Traditions had a way of helping me to feel safe, by the repetitiveness and assumed predictability of it. When I later went on the live on my own, I would do my best to continue to participate in those family traditions, by coming home for the holidays and trying to then replicate in my life on my own, or with partners. Then, when I became a parent, it felt important and necessary to create traditions for my child, with my own family, to carry on.

 

Then, life changes. People move. Loved ones die. Everything grows, evolves, ages and passes away. And, tradition feels less like reality, and more like a Hallmark movie that portrays an image that we feel almost desperate to uphold. 

 

I have no judgment about tradition, and I actually feel pretty neutral about it at this point in my life. However, I have come to understand all of the pressure that I have put upon it in my life, to live it by portraying a specific image of myself, or creating unfair expectations of others.

= Aim 1 =
Answer these questions from the essay on tradition:
(a) How did the writer try to keep participating in family traditions after living on their own?
(b) Once life changes, what does tradition come to feel like?
(c) How does the writer now feel about tradition?
= Aim 2 =
In the essay on tradition, the sentence beginning "Everything grows" names several things that everything does. List all of them.
= Aim 3 =
Extend the essay on tradition with one more paragraph, picking up after "creating unfair expectations of others."
The records are separate material, unconnected to the essay on tradition.

= Items =
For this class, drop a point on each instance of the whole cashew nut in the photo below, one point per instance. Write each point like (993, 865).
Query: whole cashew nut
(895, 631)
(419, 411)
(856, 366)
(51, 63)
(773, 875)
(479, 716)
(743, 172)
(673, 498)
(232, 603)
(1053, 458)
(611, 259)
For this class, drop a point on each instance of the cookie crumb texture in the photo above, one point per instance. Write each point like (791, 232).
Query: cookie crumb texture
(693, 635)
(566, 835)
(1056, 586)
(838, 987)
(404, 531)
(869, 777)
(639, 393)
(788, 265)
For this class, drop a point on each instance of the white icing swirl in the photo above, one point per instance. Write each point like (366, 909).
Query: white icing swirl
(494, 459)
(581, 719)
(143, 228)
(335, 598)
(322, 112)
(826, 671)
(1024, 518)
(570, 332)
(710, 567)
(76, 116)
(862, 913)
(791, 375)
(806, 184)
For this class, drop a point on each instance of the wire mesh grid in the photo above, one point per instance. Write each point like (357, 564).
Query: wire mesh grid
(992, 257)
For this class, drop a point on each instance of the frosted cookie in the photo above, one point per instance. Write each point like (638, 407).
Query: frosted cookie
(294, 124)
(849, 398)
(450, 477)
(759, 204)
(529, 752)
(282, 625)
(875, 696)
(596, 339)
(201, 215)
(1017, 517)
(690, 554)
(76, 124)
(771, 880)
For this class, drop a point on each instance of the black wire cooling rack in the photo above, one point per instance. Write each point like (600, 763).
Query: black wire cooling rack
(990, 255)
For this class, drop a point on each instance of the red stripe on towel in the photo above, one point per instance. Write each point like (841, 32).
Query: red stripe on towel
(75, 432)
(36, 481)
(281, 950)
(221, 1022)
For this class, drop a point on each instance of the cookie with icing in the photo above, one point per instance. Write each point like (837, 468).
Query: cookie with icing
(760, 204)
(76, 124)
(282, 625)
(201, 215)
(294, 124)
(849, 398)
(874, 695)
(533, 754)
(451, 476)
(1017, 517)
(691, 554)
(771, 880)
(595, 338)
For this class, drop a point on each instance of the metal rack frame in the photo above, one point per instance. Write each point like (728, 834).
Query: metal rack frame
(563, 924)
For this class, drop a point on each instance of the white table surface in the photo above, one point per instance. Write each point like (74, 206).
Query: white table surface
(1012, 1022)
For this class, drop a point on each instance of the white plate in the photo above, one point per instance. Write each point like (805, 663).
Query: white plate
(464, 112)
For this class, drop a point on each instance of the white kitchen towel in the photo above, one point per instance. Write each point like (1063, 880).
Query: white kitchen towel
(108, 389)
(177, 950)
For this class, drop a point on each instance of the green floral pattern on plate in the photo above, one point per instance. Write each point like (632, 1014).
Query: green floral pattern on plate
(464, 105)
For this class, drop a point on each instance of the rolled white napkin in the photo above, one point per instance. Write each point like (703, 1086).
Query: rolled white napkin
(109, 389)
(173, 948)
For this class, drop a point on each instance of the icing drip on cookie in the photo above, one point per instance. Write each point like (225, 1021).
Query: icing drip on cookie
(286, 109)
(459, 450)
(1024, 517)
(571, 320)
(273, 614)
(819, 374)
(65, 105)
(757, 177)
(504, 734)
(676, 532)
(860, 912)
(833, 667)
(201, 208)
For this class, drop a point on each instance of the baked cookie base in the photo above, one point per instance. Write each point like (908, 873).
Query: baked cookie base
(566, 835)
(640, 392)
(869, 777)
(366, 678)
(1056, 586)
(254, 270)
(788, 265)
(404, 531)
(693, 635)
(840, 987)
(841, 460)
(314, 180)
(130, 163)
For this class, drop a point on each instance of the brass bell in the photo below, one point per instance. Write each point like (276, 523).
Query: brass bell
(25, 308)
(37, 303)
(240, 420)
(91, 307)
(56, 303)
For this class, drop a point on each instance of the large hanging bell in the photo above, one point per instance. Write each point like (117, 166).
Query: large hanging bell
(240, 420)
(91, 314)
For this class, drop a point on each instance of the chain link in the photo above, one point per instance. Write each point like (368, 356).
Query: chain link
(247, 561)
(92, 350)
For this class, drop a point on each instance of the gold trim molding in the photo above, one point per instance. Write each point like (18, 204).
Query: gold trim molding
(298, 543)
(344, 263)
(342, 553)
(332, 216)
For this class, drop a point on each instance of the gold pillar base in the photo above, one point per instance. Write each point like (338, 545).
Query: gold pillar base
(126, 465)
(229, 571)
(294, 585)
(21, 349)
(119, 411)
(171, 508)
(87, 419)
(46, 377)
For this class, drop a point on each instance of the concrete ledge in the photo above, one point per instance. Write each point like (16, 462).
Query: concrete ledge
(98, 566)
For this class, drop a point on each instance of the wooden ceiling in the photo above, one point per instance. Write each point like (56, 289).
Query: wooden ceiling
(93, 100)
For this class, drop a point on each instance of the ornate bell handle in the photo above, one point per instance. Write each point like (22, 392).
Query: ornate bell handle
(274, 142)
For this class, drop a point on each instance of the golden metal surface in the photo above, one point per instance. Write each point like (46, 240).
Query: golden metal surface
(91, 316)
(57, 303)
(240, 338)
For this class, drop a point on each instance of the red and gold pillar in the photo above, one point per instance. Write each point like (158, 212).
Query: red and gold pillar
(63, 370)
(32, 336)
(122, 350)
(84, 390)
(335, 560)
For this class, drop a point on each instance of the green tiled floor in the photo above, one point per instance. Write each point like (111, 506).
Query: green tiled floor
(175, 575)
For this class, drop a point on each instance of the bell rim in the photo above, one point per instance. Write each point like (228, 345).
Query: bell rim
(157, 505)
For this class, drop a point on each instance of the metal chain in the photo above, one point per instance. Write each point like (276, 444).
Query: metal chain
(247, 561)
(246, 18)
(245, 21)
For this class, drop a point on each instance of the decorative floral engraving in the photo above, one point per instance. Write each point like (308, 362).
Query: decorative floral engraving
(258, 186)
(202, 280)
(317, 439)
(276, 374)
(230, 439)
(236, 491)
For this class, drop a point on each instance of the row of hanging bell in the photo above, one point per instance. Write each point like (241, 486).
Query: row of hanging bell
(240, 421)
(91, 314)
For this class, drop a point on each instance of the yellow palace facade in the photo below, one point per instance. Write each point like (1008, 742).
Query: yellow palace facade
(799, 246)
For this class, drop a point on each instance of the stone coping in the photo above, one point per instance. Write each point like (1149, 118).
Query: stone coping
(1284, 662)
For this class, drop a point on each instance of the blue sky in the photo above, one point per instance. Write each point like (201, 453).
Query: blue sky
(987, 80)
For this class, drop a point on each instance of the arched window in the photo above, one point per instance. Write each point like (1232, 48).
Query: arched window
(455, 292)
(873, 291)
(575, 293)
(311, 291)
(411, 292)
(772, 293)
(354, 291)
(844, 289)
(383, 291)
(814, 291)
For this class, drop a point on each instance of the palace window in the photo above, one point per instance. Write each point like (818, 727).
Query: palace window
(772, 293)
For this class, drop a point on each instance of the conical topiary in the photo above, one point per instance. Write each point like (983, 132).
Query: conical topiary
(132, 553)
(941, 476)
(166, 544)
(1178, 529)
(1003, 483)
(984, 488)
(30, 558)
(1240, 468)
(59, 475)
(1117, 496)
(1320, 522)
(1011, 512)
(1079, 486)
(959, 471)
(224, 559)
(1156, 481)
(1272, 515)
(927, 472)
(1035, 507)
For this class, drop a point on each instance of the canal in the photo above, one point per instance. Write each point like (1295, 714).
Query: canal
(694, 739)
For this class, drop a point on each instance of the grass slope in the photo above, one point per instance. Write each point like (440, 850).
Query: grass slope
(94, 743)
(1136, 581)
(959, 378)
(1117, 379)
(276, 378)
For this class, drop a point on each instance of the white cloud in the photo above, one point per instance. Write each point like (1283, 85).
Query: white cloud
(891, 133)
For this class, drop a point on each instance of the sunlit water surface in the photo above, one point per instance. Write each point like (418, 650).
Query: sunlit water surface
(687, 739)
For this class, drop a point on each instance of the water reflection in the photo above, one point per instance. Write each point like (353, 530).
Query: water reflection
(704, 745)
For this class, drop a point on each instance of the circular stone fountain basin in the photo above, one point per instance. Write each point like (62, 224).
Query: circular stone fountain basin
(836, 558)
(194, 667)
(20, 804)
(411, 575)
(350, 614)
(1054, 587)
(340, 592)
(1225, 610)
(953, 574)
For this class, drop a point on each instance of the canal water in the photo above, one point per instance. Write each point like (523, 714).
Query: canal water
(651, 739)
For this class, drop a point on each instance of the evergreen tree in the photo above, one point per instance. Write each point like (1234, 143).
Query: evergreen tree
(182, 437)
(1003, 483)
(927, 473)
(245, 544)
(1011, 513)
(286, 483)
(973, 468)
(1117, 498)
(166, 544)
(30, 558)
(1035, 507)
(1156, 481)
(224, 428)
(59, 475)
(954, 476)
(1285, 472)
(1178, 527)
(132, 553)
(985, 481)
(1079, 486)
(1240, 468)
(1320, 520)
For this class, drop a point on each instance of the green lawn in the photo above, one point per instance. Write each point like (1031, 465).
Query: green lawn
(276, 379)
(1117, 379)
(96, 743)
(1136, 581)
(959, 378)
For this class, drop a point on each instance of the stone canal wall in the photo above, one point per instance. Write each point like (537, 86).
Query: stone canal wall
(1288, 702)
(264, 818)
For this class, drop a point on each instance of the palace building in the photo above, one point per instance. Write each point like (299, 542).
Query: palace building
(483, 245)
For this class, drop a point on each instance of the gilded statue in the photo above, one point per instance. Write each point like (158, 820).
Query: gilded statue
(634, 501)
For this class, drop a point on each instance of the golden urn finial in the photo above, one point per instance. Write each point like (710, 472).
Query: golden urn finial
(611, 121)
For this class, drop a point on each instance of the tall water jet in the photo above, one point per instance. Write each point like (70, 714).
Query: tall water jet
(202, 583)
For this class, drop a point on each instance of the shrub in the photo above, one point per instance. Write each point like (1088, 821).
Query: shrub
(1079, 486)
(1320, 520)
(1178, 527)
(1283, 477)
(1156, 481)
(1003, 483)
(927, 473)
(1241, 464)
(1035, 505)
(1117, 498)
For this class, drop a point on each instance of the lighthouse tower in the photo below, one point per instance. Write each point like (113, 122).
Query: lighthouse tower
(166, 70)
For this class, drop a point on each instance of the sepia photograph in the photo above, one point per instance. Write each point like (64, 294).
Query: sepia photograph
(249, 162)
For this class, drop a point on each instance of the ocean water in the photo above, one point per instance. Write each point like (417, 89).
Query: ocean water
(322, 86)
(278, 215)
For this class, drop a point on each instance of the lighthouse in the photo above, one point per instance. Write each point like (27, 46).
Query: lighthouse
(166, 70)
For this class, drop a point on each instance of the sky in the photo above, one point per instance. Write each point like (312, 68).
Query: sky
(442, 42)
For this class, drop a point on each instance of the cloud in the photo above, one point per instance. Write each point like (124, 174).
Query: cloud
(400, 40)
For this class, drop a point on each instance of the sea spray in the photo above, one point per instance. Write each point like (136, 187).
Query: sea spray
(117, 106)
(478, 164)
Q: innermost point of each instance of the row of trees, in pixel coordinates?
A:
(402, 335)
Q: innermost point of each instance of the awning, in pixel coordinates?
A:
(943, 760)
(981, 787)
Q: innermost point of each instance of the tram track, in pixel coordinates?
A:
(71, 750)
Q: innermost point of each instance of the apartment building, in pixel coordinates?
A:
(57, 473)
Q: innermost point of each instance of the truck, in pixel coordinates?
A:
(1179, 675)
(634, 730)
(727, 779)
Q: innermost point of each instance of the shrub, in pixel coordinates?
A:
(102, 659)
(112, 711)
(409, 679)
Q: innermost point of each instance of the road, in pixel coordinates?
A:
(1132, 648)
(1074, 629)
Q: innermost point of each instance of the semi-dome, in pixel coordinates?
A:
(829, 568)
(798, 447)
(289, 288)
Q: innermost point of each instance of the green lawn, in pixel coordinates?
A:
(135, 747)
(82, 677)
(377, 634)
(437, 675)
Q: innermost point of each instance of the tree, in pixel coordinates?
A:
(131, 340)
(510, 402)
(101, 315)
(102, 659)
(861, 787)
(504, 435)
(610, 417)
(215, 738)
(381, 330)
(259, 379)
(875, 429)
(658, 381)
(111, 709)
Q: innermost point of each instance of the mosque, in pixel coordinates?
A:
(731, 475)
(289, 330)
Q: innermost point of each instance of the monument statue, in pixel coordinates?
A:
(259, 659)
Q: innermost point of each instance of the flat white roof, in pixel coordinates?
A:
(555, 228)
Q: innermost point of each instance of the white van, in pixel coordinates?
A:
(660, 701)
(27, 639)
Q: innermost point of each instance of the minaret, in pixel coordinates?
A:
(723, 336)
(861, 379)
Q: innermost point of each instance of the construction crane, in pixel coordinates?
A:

= Reply 1 =
(a) By coming home for the holidays and trying to replicate those traditions in life on their own or with partners.
(b) Less like reality and more like a Hallmark movie portraying an image we feel almost desperate to uphold.
(c) Pretty neutral, with no judgment about it.

= Reply 2 =
- grows
- evolves
- ages
- passes away

= Reply 3 =
Even if we observe traditional practices, they will never look the same way twice. And, although we often want to see that as a loss, when things change especially, unexpectedly, it becomes a great opportunity to accept and even, celebrate things being just as they are. For years, I wanted to create traditions with my son, that he would remember as being ours, and that would somehow prove to me how important we are to him as he grows. However, I feel much less burdened by those unnecessary expectations, when I can just enjoy and treasure any way in which I observe the holidays. I now listen deeply within, to what would feel really loving, and inspiring, as a way to spend the holidays. I have released the expectation and been more in the moment with them than ever before.

 

And, the beauty of that is, enjoying each moment as it is, and appreciating each person as they are. What a gift, indeed.